Actions to take:
A. Answer these questions using the Niagara trip account:
(i) How much money was The Confused Scot trying to put into the parking machine, and what coins was he using?
(ii) When was the fort reconstructed, and what is its only original part?
(iii) What runs alongside the Niagara Turnpike?
B. Proceed with the Niagara trip account, writing what comes after its final sentence.

When we got here, it was far, far too early to check into the hotel in Niagara Falls, so I decided we should try to find Niagara on the Lake and Fort George. This would not normally be an especially difficult task; the Niagara region is not really all that big. However, when seven groggy, sleep deprived people – or rather six groggy, sleep deprived begin to give helpful advice at odds with the navigator’s judgment, it can get a bit more difficult.

We did finally track down the Fort, which I am sure was doing its best to hide from us. Had our positions been reversed, I would have tried to avoid contact with a clown car full of grumpy, stiff, sleep-deprived people. When we pulled into the parking area, we encountered The Confused Scot.

The Confused Scot was desperately trying to feed $6 (Canadian) into a device that spits out a ticket good for parking at the fort. He was, and I am not making this up, using nickels. This can be a tedious thing to watch, or even to remember having watched. Especially since said machine would also take plastic. This is what I used when The Confused Scot finally won his ticket in his bizarre reverse slot machine game and let me get to the machine. We never saw The Confused Scot again – a good thing, since my hands had begun itching to throttle him after the first dollar went in. I do not even want to know why he had six dollars worth of nickels with him (although I suspect he won them in a slot machine and was confused about the process of cashing out.)

The fort is a reconstructed one, built in the late 1930s. The only original part is the old powder magazine. But they have reenactors dressed in the period costumes to tell you about the fort and its history. (The original fort was flattened by American artillery during the War of 1812. British forces retook the fort a short while later.)

After wandering about the fort for a couple of hours, watching a demonstration of the “Brown Bess” musket and a fife and drum corps performance and examining the various displays in the buildings, we trudged back to the car, more awake and alert than we had been when we arrived. The rejuvenated occupants of the clown car all agreed that their earlier questioning of the navigator’s sanity had been premature. Then I unlocked the car and let them into the car.

We followed the Niagara Turnpike down to Niagara Falls after grabbing a surprisingly good quick lunch in Niagara on the Lake. The turnpike is a rather narrow, twisting, two-lane road with a nice wide bike path next to it. So naturally, the first thing we encountered was a guy on a bike wanting to share the meager pavement with the horde of cars rather than use the nice, paved blacktop bike path – which actually looked wider than the turnpike. I decided against adding a new hood ornament to the rental van – I cannot guarantee other drivers were so inclined.

[Referring expression pointing entries]
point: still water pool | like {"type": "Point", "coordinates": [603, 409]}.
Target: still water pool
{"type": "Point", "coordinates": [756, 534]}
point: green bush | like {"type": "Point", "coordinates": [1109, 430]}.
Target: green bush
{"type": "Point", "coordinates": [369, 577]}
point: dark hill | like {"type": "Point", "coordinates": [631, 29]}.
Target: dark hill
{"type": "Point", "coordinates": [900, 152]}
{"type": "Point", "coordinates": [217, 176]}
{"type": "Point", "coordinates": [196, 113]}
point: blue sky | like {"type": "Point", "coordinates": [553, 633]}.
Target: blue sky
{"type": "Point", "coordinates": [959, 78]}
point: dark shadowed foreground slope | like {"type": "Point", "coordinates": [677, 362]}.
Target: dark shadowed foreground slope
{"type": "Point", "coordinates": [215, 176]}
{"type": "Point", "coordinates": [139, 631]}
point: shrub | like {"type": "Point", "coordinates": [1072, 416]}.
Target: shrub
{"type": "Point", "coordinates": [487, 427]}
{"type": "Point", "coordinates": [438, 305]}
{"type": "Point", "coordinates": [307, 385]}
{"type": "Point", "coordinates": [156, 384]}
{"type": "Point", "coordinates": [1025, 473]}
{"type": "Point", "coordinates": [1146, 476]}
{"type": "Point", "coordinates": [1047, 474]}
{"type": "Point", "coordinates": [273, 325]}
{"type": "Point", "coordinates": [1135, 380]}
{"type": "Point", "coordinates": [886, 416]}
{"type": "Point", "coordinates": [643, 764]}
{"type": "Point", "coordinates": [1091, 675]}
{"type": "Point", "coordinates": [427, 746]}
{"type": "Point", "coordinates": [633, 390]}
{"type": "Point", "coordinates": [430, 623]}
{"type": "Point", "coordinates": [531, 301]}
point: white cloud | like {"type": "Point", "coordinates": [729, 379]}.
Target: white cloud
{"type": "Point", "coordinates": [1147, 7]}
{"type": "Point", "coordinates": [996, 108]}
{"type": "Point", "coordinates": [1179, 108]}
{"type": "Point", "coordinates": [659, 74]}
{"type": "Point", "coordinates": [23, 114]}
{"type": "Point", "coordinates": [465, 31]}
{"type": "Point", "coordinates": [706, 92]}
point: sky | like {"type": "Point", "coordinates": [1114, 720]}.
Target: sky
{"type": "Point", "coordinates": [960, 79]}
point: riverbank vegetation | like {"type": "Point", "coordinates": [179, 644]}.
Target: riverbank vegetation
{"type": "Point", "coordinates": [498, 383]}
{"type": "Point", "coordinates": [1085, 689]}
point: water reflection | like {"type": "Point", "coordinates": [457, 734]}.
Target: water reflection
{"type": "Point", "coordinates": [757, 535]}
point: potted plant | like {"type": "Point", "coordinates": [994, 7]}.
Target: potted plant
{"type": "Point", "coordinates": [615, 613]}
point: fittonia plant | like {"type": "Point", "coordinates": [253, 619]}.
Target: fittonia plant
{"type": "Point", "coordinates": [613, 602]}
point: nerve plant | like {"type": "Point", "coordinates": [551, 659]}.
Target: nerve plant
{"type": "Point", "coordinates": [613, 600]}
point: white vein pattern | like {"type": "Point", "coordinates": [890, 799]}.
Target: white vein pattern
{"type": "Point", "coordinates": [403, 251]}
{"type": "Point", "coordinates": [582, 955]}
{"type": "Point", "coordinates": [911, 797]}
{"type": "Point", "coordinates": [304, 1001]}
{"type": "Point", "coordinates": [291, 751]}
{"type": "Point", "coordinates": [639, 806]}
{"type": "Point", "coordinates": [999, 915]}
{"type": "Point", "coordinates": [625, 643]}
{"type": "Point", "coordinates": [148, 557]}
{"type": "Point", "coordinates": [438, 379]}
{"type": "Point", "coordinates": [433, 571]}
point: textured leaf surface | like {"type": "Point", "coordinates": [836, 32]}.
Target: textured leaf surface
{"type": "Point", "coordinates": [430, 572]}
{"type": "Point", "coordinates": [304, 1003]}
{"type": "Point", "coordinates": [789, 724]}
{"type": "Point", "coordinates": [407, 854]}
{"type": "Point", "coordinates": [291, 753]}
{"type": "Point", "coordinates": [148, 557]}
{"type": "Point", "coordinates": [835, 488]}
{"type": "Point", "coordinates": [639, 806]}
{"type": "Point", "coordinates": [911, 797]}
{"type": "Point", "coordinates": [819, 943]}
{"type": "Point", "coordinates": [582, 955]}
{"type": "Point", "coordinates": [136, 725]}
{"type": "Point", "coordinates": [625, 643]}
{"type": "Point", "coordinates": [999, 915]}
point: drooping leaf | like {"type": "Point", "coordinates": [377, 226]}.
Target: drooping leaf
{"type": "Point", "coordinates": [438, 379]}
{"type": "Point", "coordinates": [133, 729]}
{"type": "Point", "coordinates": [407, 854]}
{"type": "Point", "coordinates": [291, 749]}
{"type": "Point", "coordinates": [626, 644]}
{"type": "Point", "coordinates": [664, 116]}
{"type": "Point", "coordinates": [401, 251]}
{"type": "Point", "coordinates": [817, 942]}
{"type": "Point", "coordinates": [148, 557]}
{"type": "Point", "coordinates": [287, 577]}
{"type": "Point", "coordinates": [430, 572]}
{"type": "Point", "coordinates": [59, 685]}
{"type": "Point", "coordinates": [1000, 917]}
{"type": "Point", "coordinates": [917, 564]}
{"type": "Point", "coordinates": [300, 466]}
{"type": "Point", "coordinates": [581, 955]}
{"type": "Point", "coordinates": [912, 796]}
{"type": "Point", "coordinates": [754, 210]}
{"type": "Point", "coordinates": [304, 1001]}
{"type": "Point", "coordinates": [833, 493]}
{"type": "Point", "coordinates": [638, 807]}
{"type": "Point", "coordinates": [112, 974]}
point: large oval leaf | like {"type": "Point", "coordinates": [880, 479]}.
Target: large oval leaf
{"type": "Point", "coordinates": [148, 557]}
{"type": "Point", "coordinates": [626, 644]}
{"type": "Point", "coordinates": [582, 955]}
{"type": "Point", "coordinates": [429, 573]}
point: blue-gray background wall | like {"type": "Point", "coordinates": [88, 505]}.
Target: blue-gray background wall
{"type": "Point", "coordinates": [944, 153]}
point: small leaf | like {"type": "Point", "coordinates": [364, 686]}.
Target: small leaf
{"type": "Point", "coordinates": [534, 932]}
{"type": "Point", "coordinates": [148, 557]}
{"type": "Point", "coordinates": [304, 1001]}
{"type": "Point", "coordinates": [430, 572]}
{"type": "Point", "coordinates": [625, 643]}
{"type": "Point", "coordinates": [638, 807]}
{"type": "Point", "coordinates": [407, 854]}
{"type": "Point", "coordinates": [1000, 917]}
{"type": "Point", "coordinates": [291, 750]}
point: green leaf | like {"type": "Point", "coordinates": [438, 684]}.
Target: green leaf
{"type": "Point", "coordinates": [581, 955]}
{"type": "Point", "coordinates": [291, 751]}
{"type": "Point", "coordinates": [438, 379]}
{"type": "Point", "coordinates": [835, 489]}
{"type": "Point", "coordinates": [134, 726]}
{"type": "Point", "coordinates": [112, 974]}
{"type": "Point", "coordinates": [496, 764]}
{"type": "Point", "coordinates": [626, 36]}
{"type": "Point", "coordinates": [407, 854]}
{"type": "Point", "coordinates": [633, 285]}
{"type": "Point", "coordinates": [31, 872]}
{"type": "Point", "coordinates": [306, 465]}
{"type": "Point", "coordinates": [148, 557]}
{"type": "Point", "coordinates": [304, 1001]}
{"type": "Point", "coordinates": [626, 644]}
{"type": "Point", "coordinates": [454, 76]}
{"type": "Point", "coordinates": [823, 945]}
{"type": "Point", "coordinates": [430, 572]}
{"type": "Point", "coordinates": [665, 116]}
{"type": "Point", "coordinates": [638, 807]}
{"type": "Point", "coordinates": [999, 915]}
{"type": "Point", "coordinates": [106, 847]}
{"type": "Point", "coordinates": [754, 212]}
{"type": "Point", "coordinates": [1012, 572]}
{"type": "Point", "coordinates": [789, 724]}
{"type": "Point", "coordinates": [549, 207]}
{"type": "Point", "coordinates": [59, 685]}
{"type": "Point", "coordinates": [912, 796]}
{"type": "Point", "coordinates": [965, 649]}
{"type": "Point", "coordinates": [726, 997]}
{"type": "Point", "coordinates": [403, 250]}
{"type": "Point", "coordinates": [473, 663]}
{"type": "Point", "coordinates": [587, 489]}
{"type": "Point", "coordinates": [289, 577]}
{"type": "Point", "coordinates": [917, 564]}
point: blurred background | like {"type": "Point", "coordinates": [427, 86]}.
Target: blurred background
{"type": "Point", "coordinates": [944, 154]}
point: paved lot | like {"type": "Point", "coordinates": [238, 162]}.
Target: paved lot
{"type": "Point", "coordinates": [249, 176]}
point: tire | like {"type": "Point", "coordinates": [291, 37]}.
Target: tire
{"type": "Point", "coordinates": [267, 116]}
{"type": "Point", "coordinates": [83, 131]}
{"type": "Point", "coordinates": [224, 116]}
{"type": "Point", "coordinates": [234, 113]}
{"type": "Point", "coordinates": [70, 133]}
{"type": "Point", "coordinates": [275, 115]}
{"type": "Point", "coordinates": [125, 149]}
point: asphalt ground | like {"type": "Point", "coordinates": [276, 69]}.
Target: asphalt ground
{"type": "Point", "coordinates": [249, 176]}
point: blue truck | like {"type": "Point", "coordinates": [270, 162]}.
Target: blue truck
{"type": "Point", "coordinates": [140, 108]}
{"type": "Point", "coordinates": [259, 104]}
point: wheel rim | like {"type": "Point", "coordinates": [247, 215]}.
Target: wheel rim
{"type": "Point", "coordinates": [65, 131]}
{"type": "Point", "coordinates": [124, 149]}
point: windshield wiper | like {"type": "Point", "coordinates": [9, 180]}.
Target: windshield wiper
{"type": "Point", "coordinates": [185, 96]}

Answers provided:
A.
(i) $6 (Canadian), in nickels.
(ii) In the late 1930s; the old powder magazine is the only original part.
(iii) A nice wide bike path.

B.
We arrived at our hotel and found that one of the two rooms was ready. The other one took about another hour to get ready. By now, the toll of the trip was again showing on the occupants of the clown car. So, I sent the worst looking of the bunch (my youngest boy) to bed, which determined the rest of the sleeping arrangements. My wife, daughter and I waited for the unready room to be readied. By the end of that hour, we were looking an awful lot like extras in a zombie movie.

We finally got into the room and collapsed for a few hours of sleep. When I rousted the brood, they emerged looking less like zombie extras. More like apocalypse survivor movie extras. It was an improvement. We wandered down Clifton Hill to make the obligatory viewing of the falls – after doing the obligatory dodging of the traffic to get there. Crosswalks are a real rarity for some reason.  After some picture taking, we waded through the sea of humanity (there were a LOT of people) back toward the hill in search of a restaurant. We had coupons for a fairly decent discount at a fairly nice restaurant, so the kids announced that they wanted to eat at the Hard Rock Café. Sans said discount.

After we ate, I sent the kids off in various directions while my wife and I went in search of a pharmacy. We were able to get an eyewash kit that helped her eye when we got back to the room. We still needed to get her some antibiotic ointment, but this at least relieved the discomfort. None of us stayed up late, we were all back in our rooms by around 10pm. We needed the sleep.